■ **Task instructions**: Identify every line in the records below that contains the word "tree", and copy each of those lines.

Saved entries
·····
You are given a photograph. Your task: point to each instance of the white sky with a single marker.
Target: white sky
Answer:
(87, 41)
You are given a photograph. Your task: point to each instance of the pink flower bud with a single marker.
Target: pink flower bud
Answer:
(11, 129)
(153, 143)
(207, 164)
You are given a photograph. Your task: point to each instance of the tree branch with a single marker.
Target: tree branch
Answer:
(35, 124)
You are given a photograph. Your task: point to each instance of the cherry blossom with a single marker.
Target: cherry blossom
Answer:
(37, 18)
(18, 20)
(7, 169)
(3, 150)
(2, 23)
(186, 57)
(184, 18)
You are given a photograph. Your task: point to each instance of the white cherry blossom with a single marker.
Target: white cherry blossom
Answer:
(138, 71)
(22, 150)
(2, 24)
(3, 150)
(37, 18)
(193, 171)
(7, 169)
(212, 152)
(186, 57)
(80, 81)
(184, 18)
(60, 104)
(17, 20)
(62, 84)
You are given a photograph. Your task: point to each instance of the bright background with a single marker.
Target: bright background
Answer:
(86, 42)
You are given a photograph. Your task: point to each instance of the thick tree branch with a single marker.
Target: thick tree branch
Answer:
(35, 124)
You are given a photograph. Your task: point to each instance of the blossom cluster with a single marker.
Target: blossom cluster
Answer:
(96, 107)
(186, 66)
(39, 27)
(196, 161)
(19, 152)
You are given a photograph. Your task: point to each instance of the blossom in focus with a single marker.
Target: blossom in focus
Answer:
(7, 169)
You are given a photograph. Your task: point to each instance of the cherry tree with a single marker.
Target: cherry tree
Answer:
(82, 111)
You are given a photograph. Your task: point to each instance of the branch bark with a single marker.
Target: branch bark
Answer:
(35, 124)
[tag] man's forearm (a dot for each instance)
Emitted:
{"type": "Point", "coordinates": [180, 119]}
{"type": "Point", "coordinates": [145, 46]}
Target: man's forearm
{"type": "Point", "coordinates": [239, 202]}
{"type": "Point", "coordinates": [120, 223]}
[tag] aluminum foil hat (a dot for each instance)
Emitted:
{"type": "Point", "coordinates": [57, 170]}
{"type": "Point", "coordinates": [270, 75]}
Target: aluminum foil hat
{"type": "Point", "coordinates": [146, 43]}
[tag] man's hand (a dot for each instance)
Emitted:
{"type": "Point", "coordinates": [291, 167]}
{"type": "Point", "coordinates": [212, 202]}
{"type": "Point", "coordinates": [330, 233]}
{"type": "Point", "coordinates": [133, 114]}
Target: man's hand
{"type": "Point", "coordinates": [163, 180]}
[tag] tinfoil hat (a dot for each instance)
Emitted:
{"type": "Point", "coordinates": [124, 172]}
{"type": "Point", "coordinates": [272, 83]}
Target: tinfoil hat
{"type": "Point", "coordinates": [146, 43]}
·····
■ **Response to this exercise**:
You are given a photograph. Your task: point to each instance of the tree branch with a single marker.
Target: tree branch
You are given a photograph. Your task: point to each instance of the thick tree branch with a single marker.
Target: thick tree branch
You are given a photograph. Your task: point to each instance of the cherry tree with a single marker.
Target: cherry tree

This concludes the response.